▶ [Exercise details] Extract every line of the entries below that contains the string "shrub". The match is case-sensitive.

▶ [Material to process]
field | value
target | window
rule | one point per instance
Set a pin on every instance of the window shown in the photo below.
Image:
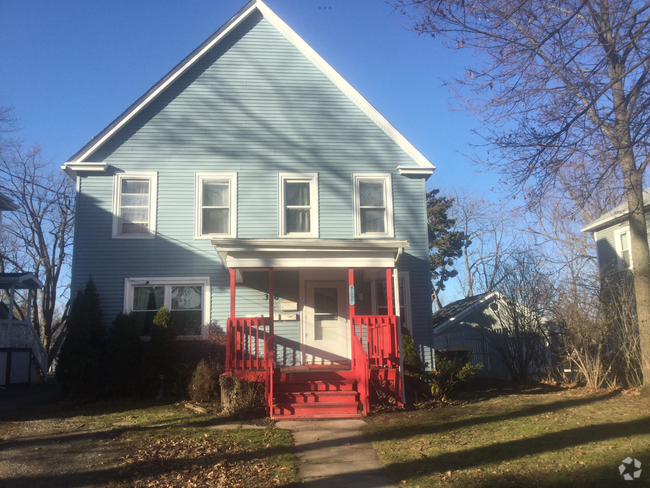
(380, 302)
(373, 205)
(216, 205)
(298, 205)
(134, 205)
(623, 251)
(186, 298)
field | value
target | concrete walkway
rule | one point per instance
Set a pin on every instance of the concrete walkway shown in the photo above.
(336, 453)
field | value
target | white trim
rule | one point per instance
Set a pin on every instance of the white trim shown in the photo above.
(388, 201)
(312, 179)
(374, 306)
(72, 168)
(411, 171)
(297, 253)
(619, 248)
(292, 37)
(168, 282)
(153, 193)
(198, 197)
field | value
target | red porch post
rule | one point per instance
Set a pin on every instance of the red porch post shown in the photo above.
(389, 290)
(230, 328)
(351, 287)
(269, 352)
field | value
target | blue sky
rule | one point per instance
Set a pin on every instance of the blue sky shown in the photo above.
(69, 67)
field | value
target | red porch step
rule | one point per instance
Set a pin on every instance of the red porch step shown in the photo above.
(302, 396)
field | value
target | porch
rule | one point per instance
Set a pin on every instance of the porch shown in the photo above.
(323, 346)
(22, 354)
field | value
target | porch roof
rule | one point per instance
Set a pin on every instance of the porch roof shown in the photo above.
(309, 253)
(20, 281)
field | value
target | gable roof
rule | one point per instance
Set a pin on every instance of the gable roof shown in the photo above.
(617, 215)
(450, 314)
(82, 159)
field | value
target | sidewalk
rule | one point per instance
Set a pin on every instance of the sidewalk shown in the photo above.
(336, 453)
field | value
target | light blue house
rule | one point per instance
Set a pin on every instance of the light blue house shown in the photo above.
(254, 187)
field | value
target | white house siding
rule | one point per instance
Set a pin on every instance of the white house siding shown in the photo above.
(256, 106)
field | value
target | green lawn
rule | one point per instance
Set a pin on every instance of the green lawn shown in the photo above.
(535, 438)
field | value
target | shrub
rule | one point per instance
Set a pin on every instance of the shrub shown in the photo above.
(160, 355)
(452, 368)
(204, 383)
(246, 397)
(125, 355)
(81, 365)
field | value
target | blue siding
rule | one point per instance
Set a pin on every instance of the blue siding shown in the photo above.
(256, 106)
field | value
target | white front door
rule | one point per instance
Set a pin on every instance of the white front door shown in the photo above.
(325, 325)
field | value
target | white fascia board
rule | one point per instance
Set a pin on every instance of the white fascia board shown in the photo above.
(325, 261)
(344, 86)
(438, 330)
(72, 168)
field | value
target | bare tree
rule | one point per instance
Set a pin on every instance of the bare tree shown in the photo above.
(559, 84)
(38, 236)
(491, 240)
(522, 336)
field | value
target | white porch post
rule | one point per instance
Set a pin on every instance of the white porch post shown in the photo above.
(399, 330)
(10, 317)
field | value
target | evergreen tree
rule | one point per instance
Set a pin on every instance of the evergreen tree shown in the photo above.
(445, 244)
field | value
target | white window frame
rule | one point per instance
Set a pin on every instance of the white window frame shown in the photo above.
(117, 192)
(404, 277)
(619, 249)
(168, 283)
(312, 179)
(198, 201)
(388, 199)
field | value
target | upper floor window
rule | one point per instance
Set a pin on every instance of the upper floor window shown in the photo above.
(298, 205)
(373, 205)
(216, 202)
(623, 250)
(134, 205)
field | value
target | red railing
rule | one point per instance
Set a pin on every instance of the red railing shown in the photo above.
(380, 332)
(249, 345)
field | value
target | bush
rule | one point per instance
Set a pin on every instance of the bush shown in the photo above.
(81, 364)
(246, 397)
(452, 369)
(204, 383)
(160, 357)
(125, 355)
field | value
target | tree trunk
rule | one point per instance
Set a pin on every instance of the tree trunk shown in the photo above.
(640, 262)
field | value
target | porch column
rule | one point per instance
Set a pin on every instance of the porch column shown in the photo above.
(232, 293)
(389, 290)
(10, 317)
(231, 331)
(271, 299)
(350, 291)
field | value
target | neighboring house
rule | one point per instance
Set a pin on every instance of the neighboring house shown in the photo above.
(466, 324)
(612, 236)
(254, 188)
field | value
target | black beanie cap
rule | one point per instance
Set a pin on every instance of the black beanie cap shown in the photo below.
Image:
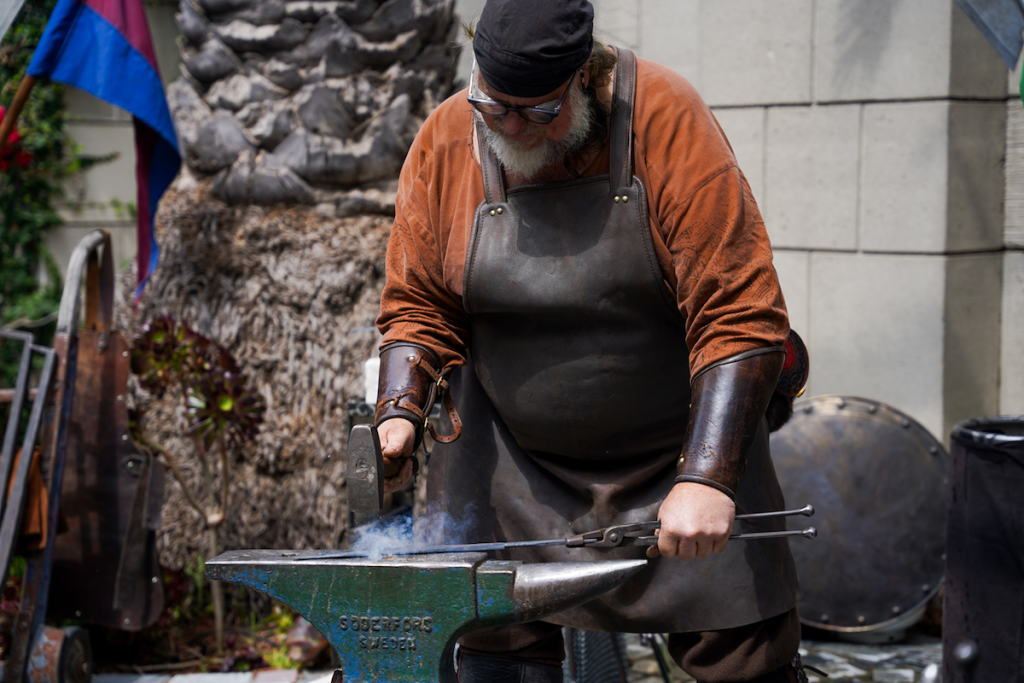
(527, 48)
==
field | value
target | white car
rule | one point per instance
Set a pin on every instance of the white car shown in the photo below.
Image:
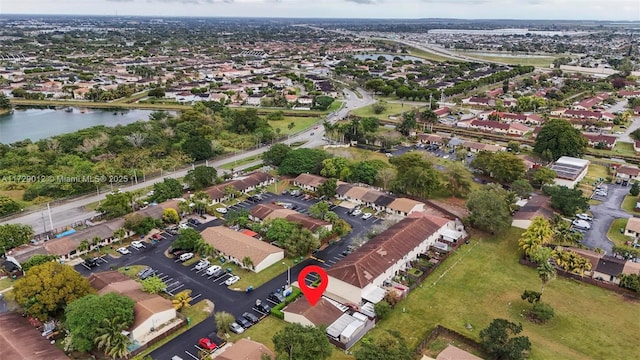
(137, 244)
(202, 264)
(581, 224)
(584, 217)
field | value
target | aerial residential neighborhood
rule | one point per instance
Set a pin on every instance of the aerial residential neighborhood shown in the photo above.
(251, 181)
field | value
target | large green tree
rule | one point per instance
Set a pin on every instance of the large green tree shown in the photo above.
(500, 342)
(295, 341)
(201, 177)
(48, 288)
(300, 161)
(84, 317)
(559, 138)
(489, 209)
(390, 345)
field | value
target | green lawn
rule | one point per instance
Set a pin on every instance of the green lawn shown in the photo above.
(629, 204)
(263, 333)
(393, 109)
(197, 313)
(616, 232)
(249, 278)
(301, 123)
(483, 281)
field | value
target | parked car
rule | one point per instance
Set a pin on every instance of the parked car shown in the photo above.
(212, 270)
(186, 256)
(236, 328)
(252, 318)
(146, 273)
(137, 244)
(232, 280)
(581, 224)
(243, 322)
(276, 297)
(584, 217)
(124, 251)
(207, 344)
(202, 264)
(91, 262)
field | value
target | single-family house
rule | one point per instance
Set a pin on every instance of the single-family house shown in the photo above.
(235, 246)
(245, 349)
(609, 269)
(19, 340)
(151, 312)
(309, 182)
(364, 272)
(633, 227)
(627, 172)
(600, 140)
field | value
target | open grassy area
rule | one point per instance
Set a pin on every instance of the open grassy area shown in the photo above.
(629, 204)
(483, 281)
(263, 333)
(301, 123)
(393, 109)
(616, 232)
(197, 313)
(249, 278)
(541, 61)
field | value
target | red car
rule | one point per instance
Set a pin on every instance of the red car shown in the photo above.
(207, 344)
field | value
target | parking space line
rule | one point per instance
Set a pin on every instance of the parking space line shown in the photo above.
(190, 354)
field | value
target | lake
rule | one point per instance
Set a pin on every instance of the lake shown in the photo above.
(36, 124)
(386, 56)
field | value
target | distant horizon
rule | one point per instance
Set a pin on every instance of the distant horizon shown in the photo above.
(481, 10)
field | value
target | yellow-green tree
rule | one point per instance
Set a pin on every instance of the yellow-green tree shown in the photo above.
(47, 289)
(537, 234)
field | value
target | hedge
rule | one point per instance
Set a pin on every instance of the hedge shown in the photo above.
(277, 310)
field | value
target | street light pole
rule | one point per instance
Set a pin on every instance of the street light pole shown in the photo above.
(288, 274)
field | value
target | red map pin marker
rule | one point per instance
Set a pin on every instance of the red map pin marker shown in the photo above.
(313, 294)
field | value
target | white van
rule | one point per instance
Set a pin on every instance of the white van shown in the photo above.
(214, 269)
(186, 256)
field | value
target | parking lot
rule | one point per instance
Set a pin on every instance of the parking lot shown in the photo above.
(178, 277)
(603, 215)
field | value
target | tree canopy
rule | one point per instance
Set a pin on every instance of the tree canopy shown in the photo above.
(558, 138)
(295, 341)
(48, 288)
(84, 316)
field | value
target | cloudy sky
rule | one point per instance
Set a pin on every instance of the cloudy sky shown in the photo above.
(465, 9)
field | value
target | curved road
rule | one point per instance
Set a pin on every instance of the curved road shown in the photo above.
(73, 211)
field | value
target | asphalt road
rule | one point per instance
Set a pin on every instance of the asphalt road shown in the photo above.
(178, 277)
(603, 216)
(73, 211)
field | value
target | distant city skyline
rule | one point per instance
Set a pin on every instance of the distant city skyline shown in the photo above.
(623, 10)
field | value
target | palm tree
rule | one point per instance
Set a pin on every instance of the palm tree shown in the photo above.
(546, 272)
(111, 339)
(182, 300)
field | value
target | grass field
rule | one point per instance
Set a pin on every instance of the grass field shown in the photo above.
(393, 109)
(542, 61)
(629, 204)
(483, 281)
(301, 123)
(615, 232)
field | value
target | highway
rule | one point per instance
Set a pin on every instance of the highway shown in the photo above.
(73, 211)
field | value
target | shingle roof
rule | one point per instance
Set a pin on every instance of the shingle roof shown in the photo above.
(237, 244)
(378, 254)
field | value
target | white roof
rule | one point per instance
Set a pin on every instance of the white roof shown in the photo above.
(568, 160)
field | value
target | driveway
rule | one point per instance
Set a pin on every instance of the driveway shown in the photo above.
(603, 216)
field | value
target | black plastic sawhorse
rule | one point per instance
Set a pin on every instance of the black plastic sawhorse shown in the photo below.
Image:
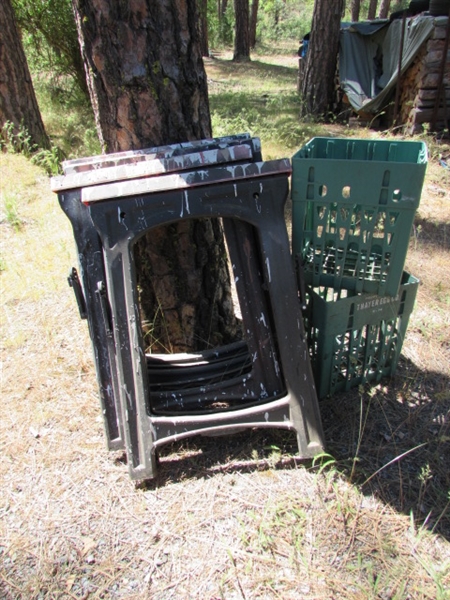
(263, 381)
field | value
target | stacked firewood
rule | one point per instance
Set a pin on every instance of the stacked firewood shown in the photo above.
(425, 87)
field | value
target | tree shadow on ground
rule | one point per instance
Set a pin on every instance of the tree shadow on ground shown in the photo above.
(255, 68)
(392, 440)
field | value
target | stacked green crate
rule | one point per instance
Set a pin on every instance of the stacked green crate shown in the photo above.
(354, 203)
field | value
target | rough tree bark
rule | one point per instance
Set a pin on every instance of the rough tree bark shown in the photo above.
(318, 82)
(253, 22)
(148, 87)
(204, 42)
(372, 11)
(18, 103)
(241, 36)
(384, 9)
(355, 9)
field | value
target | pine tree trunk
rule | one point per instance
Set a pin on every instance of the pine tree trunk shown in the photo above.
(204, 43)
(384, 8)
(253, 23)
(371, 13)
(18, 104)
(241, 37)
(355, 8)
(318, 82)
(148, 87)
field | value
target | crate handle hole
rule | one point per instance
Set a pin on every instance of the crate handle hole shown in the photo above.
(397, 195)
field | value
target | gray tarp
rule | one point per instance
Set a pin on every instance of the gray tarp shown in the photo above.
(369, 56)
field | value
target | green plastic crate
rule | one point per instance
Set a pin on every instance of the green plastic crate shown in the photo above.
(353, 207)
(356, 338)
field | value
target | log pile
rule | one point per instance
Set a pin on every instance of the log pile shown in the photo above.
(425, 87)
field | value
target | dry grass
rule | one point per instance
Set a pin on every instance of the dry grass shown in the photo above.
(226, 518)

▶ [Task solution]
target | shrub
Set a pin on every instance of the shrub shown in the photo above.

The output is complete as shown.